_Directive_: Write out each line of the records below as a JSON list of strings, one string per line, with blank lines dropped. Leave the pictures out of your answer.

-- start --

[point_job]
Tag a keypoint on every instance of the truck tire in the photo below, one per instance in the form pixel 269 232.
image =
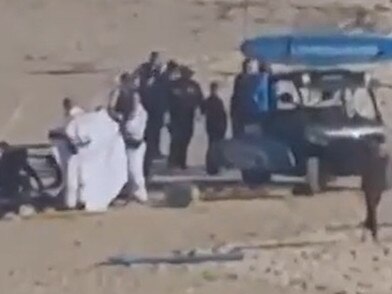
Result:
pixel 255 177
pixel 316 178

-- end --

_The completed task_:
[
  "[point_job]",
  "Tag a keypoint on every instance of the truck tire in the photo below, one per instance in the form pixel 269 232.",
  "image =",
  "Result:",
  "pixel 255 177",
  "pixel 316 178"
]